Point-per-instance localization data:
▬▬▬▬▬▬▬▬▬▬
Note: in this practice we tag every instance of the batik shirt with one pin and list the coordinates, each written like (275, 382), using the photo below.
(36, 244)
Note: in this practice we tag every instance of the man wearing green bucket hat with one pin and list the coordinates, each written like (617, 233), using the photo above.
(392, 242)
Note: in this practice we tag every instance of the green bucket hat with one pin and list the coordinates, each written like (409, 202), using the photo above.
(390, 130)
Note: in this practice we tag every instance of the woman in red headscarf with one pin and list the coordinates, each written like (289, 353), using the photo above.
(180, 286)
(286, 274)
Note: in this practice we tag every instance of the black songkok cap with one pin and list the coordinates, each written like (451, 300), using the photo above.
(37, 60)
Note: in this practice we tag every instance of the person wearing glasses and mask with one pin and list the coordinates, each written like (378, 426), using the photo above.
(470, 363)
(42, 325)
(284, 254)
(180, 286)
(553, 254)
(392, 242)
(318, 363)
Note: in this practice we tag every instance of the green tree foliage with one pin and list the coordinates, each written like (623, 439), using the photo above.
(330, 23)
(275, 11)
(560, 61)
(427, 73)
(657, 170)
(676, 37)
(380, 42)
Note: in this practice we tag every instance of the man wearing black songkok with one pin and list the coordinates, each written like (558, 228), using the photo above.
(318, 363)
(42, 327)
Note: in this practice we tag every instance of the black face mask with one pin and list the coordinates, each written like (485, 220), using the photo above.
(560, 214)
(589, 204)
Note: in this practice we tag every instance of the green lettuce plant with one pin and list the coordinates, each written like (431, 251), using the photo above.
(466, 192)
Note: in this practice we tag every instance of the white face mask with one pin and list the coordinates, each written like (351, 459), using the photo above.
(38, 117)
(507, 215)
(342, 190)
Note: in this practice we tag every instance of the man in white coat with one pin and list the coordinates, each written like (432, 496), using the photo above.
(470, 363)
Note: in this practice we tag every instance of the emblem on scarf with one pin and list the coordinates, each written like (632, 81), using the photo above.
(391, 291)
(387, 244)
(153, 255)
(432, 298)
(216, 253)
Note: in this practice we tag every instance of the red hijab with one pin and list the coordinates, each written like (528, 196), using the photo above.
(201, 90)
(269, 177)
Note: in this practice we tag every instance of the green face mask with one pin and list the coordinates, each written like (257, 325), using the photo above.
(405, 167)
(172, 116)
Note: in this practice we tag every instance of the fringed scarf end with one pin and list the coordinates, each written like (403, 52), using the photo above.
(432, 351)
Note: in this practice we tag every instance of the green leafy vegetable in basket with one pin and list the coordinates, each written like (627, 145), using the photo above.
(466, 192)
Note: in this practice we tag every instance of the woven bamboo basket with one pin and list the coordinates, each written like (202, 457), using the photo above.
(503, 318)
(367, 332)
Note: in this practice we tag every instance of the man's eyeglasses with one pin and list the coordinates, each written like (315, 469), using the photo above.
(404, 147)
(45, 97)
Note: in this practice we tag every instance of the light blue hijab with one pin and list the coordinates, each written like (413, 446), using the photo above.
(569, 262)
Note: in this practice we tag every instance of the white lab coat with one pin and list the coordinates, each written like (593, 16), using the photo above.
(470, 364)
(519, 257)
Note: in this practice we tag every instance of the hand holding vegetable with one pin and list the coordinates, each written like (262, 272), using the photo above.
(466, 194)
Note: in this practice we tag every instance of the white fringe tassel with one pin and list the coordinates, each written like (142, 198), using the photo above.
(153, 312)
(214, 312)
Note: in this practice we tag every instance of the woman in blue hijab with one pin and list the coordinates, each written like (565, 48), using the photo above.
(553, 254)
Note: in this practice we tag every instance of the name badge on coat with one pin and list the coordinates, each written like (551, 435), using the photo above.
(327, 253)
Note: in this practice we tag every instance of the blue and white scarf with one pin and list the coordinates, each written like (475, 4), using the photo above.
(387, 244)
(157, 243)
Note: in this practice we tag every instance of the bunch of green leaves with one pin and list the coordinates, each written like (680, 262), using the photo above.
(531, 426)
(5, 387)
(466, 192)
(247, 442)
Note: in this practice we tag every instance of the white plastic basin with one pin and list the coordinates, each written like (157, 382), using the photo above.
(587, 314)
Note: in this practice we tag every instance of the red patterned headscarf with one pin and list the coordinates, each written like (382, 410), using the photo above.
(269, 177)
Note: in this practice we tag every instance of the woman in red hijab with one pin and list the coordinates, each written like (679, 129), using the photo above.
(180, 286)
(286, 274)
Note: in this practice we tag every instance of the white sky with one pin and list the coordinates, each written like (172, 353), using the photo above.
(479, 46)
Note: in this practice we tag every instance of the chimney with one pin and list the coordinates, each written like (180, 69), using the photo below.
▬▬▬▬▬▬▬▬▬▬
▶ [Activity]: Copy the whole of the data above exactly.

▶ [Written reply]:
Note: in this practice we tag every instance of the batik shirt with one pin and list the coordinates, each written like (275, 382), using the photo below.
(36, 244)
Note: in this practice we tag every instance of the man wearing green bucket hat with one pin and list the coordinates, each written like (617, 233), using the photo above.
(392, 242)
Note: in this practice we tag every instance of the green bucket hat with one pin and list the coordinates, each written like (409, 202), using the photo above.
(390, 130)
Note: in this practice we tag every instance of the woman in red headscarf with one pin and list the coordinates, each written like (289, 353), using the photo above.
(180, 286)
(286, 274)
Note: in this practice we tag every instance of the black songkok cap with one pin and list the coordinates, each written like (451, 300), using the photo above.
(37, 60)
Note: in this practice we tag every instance of the person wearing glasses and mask with one pin and list the coordinates, each written like (378, 426), using the photo above.
(470, 363)
(42, 325)
(284, 254)
(180, 286)
(553, 254)
(392, 242)
(318, 363)
Note: in this practice we tag every instance of the green tree foliage with one pin and list the coordinates, each written like (623, 439), using the photo above.
(330, 23)
(275, 11)
(560, 61)
(427, 73)
(657, 170)
(676, 37)
(380, 42)
Note: in this practice we tag every instance of the man wearing black songkok with one pin and list the coordinates, each written like (558, 228), using the photo above.
(318, 363)
(42, 327)
Note: in this practice we tag every instance of the black face mask with one pin and list the coordinates, each written like (485, 220), using the photo above.
(560, 214)
(589, 204)
Note: in this practice we tag every instance of the green lettuce plant with one pin and list the coordinates, each written like (431, 251), using the photo above.
(466, 192)
Note: in this practice we tag every instance of the white face mask with one pin and list the coordinates, each written like (351, 459), using the photo above.
(38, 117)
(507, 215)
(342, 190)
Note: in this practice we tag every instance of the man in white coat with one pin and list the coordinates, each written like (432, 496), using the photo above.
(470, 363)
Note: in this practice we tag every instance of the emblem on scarf with one pin and list the coordinates, each written like (632, 81), using the photo above.
(391, 291)
(387, 244)
(153, 255)
(432, 298)
(216, 253)
Note: in this practice we tag every instance of the red hijab with one pin and list the coordinates, each written like (528, 196), using the photo above.
(201, 90)
(269, 177)
Note: in this practice we tag every instance of the green face mask with one pin and list the coordinates, each written like (257, 325), using the photo above.
(405, 167)
(172, 116)
Note: in this practice we tag every instance of the fringed scarf end with one pin and list the coordinates, each written like (403, 52), using the photo above.
(432, 351)
Note: in this practice we tag every instance of the green leafy vegetable in basket with one pin and list the coordinates, each written like (627, 145), using the photo above.
(466, 192)
Note: in this practice we tag every instance of the woven bamboo basket with one pin and list the coordinates, each written like (202, 457), using the photo above.
(503, 318)
(367, 332)
Note: in this practice we tag every instance of the man's eyeglasses with one pin and list the coordinates, each written like (315, 469), using the photo above.
(404, 147)
(45, 97)
Note: in this practice we tag every instance of the light blue hijab with one pin and list the coordinates, each written like (413, 446), using the photo above.
(569, 262)
Note: in this practice we tag every instance of the white lab coat with one pin and list the coordinates, each written like (593, 16), using the photo above.
(470, 364)
(519, 257)
Note: in this practice we tag every instance of the hand holding vegetable with one pin and list the coordinates, each written like (262, 272), using the photo above.
(466, 194)
Note: in this practice we tag every instance of the white fringe tassel with one pin and list the coordinates, each written like (142, 198), using the photo above.
(153, 312)
(214, 312)
Note: in this practice we tag every instance of the woman in blue hijab with one pin and list the coordinates, each written like (565, 48), using the photo above.
(553, 254)
Note: in this practice we tag every instance of the name badge on coat with one pin and list the coordinates, each written like (551, 435), using the photo above.
(327, 253)
Note: in this practice we tag every instance of the blue and white scarf with one pin and list the coordinates, each written like (475, 4), using the photo above.
(387, 244)
(157, 243)
Note: in this practice we tag every instance of the bunch of green leaves with one pin and list the coordinates, each written like (680, 262), using the photo above.
(531, 426)
(5, 387)
(466, 192)
(247, 442)
Note: in this practice we tag every instance of the white plastic basin with one pin and list the coordinates, each written like (157, 382), using the photo above.
(587, 314)
Note: in this practice we tag every instance of the red patterned headscarf with one pin and list the coordinates, each written like (382, 410), using the photo above.
(269, 177)
Note: in this practice we tag every instance of the woman in red hijab with one pin and list the coordinates, each written like (679, 129), using the photo above.
(180, 286)
(286, 274)
Note: in this practice we tag every instance of the white sky with one pin and list the coordinates, each written like (172, 353), using the photo above.
(479, 46)
Note: in this practice we tag every instance of the chimney with one pin and list the coordinates, each written like (180, 69), using the photo below.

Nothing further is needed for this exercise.